START Records for processing
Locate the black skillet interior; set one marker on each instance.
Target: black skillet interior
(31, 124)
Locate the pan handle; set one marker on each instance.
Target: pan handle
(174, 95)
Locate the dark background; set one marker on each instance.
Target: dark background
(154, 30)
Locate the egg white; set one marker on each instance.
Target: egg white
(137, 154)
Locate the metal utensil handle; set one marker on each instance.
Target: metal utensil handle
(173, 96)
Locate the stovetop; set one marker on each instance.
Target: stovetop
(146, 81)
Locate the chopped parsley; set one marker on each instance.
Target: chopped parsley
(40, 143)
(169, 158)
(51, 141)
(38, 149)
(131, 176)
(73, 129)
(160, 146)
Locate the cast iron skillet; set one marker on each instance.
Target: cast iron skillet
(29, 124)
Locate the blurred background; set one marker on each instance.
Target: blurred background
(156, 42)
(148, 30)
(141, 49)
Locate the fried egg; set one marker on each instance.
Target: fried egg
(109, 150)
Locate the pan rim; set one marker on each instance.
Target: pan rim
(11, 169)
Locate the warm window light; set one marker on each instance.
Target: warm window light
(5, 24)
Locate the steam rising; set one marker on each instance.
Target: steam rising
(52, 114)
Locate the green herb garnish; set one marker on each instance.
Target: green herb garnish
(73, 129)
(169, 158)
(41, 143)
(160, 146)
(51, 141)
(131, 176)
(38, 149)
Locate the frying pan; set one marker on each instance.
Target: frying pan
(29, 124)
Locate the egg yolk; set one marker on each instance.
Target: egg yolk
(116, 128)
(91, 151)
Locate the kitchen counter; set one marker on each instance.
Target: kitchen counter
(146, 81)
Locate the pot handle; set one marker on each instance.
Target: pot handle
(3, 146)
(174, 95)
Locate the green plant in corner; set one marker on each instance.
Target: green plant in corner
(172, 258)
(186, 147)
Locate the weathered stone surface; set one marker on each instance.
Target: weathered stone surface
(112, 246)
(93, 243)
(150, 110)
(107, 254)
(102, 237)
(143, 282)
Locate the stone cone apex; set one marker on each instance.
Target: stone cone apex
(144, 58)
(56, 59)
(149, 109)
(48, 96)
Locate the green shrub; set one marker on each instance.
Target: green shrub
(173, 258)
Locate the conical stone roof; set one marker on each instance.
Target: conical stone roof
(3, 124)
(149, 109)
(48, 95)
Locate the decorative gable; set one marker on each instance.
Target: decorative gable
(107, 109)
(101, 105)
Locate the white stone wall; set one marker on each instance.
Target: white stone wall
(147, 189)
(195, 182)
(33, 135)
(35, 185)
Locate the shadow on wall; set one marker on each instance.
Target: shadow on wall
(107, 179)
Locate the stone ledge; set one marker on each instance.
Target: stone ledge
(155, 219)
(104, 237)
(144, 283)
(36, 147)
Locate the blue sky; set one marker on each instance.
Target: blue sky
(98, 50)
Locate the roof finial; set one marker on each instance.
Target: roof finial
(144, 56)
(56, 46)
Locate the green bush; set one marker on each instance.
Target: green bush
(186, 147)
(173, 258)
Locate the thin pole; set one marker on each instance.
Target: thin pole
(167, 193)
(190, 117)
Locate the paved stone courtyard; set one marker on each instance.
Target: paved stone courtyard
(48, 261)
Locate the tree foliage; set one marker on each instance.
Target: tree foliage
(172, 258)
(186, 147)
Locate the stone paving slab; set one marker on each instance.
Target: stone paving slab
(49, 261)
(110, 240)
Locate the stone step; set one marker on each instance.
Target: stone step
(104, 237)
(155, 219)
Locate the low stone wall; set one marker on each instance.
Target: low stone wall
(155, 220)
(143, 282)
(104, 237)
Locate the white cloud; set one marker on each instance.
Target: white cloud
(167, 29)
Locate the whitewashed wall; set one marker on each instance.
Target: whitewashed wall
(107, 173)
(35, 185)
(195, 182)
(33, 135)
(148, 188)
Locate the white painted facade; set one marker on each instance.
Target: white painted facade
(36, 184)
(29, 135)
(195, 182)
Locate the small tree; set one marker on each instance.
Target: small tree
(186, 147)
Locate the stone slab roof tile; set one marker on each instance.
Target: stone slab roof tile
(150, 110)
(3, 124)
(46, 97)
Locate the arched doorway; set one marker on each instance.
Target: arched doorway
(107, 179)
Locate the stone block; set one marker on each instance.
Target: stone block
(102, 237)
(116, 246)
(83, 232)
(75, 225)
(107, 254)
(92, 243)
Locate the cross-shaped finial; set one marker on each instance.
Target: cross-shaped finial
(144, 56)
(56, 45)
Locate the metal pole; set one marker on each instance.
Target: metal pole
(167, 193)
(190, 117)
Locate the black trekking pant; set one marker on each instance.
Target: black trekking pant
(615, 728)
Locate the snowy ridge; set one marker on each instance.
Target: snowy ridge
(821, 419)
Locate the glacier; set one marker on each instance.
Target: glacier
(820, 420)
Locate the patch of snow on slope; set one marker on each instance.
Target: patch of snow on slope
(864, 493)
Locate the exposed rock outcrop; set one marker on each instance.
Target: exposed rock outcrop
END Records for processing
One exact transcript of the whole listing is the expected answer.

Locate the black skillet interior; set one marker on each instance.
Target: black skillet interior
(31, 124)
Locate the pan handle; set one marker on each instance.
Target: pan handle
(174, 95)
Locate the dark background; set one marker on each instance.
Target: dark background
(154, 30)
Locate the egg white; set one marker on each instance.
Target: egg white
(137, 154)
Locate the metal utensil handle; set one marker on each instance.
Target: metal utensil handle
(173, 96)
Locate the stovetop; set one marker on each instance.
Target: stovetop
(146, 81)
Locate the chopped parsley; set one marker on each instance.
Target: chopped parsley
(40, 143)
(169, 158)
(51, 141)
(38, 149)
(131, 176)
(73, 129)
(160, 146)
Locate the cast iron skillet; set one marker on each instance.
Target: cast iron skillet
(29, 124)
Locate the blurred background; set one marker on each instance.
Target: blurred background
(156, 42)
(148, 30)
(141, 49)
Locate the fried egg; set one marker on each instance.
Target: fried egg
(109, 150)
Locate the pan rim; set one marker on each instance.
Target: pan rim
(11, 169)
Locate the warm window light; set one marker on each instance.
Target: warm window light
(5, 24)
Locate the steam rising; set one marker on each instance.
Target: steam rising
(52, 114)
Locate the green herb garnish; set one marker on each instance.
Target: green herb garnish
(73, 129)
(169, 158)
(41, 143)
(160, 146)
(51, 141)
(131, 176)
(38, 149)
Locate the frying pan; set one marker on each instance.
Target: frying pan
(29, 124)
Locate the egg yolk; set one marker on each instance.
Target: egg yolk
(116, 128)
(91, 151)
Locate the kitchen counter; set one marker on each instance.
Target: kitchen counter
(146, 81)
Locate the pot handle; set one marker on each instance.
Target: pot handle
(3, 146)
(174, 95)
Locate the green plant in corner; set one marker on each instance.
Target: green plant in corner
(172, 258)
(186, 147)
Locate the weathered stone surface; set one marker on each instance.
Target: weathered stone surface
(112, 246)
(93, 243)
(150, 110)
(107, 254)
(102, 237)
(143, 282)
Locate the stone cone apex; set one marker on each instance.
Target: stone cone apex
(144, 58)
(56, 59)
(149, 109)
(48, 96)
Locate the green shrub; set one marker on each instance.
Target: green shrub
(173, 258)
Locate the conical stone roof; set one marker on each instance.
Target: conical stone roof
(3, 124)
(149, 109)
(48, 95)
Locate the decorative gable; set one marker on each instance.
Target: decorative gable
(107, 109)
(101, 105)
Locate the white stone wall; set one marker on each instance.
Target: white stone wall
(147, 189)
(195, 182)
(33, 135)
(35, 185)
Locate the shadow on wall; set one marker on each instance.
Target: shadow on wall
(107, 179)
Locate the stone ledge; set one marker on each instance.
Target: stone ledge
(155, 219)
(104, 237)
(144, 283)
(36, 147)
Locate the blue sky; set one marker on each instance.
Target: blue sky
(98, 50)
Locate the roof finial; set one marker on each instance.
Target: roof finial
(144, 56)
(56, 46)
Locate the green bush; set one marker on each instance.
Target: green bush
(186, 147)
(173, 258)
Locate the thin pole; set one marker on each instance.
Target: thin pole
(167, 193)
(190, 117)
Locate the paved stone courtyard; set one marker on each instance.
Target: paved stone courtyard
(48, 261)
Locate the tree foliage; set one marker on each instance.
Target: tree foliage
(172, 258)
(186, 147)
Locate the stone paving slab; set one marker on each instance.
Target: stone paving slab
(49, 261)
(110, 240)
Locate the stone step; set one marker on each instance.
Target: stone step
(104, 237)
(155, 219)
Locate the low stone wall; set one marker on each instance.
Target: low stone wall
(155, 220)
(143, 282)
(104, 237)
Locate the white cloud; set one marker on each instance.
Target: white cloud
(167, 29)
Locate the whitewashed wall; set one marker on each instance.
Target: whitewashed wall
(107, 173)
(35, 185)
(195, 182)
(33, 135)
(148, 188)
Locate the white painted facade; set one marker on each instance.
Target: white painted facade
(36, 184)
(29, 135)
(195, 182)
Locate the small tree; set one marker on each instance.
Target: small tree
(186, 147)
Locate the stone slab roof tile; set one marker on each instance.
Target: stone slab roof tile
(150, 110)
(3, 124)
(46, 97)
Locate the arched doorway; set one marker on each instance.
Target: arched doorway
(107, 179)
Locate the stone block; set one marker on each instance.
Target: stone block
(102, 237)
(116, 246)
(83, 232)
(75, 225)
(107, 254)
(92, 243)
Locate the cross-shaped finial; set one marker on each instance.
Target: cross-shaped finial
(144, 56)
(56, 45)
Locate the metal pole; set one marker on each instance.
Target: metal pole
(167, 193)
(190, 117)
Locate the black trekking pant; set one marker on each instance.
Target: black trekking pant
(615, 728)
Locate the snowy ridge; set one marker on each instance.
Target: snowy ridge
(821, 419)
Locate the glacier; set one marker on each instance.
Target: glacier
(820, 420)
Locate the patch of snow on slope; set one marker on each instance.
Target: patch of snow on slope
(864, 493)
Locate the exposed rock outcrop; set one marker on each instance.
Target: exposed rock outcrop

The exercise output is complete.